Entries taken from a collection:
»»
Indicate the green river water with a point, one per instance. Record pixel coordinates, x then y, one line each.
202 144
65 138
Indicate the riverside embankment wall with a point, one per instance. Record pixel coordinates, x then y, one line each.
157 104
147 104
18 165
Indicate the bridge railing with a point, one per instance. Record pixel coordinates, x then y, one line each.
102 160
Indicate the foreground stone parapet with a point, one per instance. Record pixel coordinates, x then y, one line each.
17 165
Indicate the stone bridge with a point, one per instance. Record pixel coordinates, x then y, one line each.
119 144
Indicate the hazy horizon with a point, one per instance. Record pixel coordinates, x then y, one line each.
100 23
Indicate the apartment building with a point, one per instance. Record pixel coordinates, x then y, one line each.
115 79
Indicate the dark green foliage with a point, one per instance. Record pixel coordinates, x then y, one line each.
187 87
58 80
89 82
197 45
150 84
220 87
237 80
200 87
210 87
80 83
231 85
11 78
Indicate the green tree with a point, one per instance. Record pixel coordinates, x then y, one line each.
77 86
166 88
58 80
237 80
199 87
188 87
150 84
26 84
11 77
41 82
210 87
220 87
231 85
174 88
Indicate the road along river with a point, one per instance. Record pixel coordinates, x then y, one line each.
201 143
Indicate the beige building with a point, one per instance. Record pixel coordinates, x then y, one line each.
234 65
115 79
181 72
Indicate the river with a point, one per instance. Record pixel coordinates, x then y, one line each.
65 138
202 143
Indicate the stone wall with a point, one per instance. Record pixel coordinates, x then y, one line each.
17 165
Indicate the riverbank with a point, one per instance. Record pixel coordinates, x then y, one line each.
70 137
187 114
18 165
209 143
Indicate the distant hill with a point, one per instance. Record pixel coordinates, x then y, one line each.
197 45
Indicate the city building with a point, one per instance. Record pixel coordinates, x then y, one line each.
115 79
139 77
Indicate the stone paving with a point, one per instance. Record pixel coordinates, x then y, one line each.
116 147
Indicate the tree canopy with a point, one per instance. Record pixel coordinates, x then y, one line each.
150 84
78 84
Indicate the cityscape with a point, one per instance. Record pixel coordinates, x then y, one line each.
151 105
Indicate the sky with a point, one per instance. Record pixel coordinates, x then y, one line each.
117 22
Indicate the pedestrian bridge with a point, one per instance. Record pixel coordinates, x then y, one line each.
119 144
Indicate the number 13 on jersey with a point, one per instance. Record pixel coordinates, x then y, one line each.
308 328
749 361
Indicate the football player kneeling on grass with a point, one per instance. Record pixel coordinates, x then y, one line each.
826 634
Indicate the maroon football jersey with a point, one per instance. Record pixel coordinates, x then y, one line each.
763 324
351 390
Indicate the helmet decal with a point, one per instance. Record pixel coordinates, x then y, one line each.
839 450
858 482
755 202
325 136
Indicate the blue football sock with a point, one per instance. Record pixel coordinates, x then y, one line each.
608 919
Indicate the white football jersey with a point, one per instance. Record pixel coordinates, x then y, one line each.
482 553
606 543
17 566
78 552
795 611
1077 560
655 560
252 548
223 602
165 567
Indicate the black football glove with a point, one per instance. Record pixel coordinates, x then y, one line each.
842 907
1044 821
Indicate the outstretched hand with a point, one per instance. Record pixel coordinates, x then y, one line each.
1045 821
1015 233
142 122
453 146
««
> BRIEF
Type out the material again exactly as presented.

> TASK RESULT
Indicate the green river water with a point, one per instance. Record pixel coordinates, x then y, one line each.
202 144
65 138
Indicate the riverside embankment wall with a point, one per instance. Record pixel coordinates, x then y, one line each.
157 104
147 104
18 165
Indicate the bridge railing with a point, one per instance. Record pixel coordinates, x then y, one line each.
102 160
Indicate the foreground stone parapet with a point, one per instance. Record pixel coordinates, x then y, one line each.
17 165
Indicate the stone bridge with a point, one per instance. Record pixel coordinates, x then y, one line each.
119 144
Indicate the hazy horizon with a point, one per instance. Record pixel coordinates, x then y, one line each.
100 23
Indicate the apartment building with a point, one per instance. Record pixel coordinates, x then y, one line each.
115 79
Indicate the dark green foliage with a point, one per instance. Record pixel coordinates, x then y, one line each.
187 87
58 80
89 82
197 45
150 84
220 87
237 80
200 87
210 87
80 83
231 85
11 78
Indicate the green tree with a point, one per instance. Record pixel coordinates, x then y, one line each.
77 86
166 88
58 80
237 80
199 87
188 87
150 84
26 84
11 77
41 82
210 87
220 87
231 85
174 88
Indicate the road along river with a point, one per instance. Record pixel coordinates, x then y, one line each.
201 143
Indicate the beige building with a point, one per instance. Record pixel coordinates, x then y, one line each.
234 65
115 79
181 72
Indicate the river with a point, one per instance. Record pixel coordinates, x then y, one line each.
65 138
202 143
Indicate the stone wall with a point, one per instance. Record pixel coordinates, x then y, one line each.
17 165
Indicate the riverbank with a point, one per instance. Record pixel coordinates, x then y, one line each.
70 137
187 114
18 165
209 143
Indicate the distant hill with a point, one per instance. Record pixel coordinates, x then y, one line each.
197 45
Indicate the city building with a point, one per instance. Record pixel coordinates, x then y, one line each.
115 79
139 77
Indicate the stone paving with a point, one per instance. Record pixel coordinates, x then y, one line each.
116 147
Indicate the tree canopy with a point, one per instance. Record pixel coordinates, x then y, one line each.
150 84
78 84
Indicate the cityscape with a point, one per instance. Record pixel coordinates, x then y, one line each.
151 105
Indicate the sky with a point, one per instance. Record pixel coordinates, x then y, one line each.
117 22
Indicate the pedestrian bridge with a point, one per instance. Record pixel coordinates, x then y, one line each.
119 144
Indicate the number 13 on jersey with a point, one per instance. Record pixel coordinates, x then y, one line each.
308 328
749 361
Indicate the football player kneeling on grass with a point, one per instance. Record pixel coordinates, x then y, one line each.
826 634
Indicate the maroon football jersey with a point, one per instance. Record pixel coordinates, x then y, one line each.
763 324
351 390
Indicate the helmet decal with a point, one per instance. Record pixel coordinates, x then y, one line each.
839 450
858 482
755 202
325 136
Indicate the blue football sock with a point, one per instance. Record pixel coordinates, x then y, one line each.
608 919
Indicate the white football jersey with a point, one per instance. Record pixel coordinates, x then y, one line each.
482 553
606 543
17 566
78 552
795 611
1077 560
655 560
252 548
223 602
165 567
Indicate the black football glove with a point, one per instance. Record pixel coordinates, x then y, one line each.
842 907
1044 821
Indicate the outstretched hand with a point, one per instance. Record pixel coordinates, x then y, one line each.
1045 821
1015 233
142 122
453 146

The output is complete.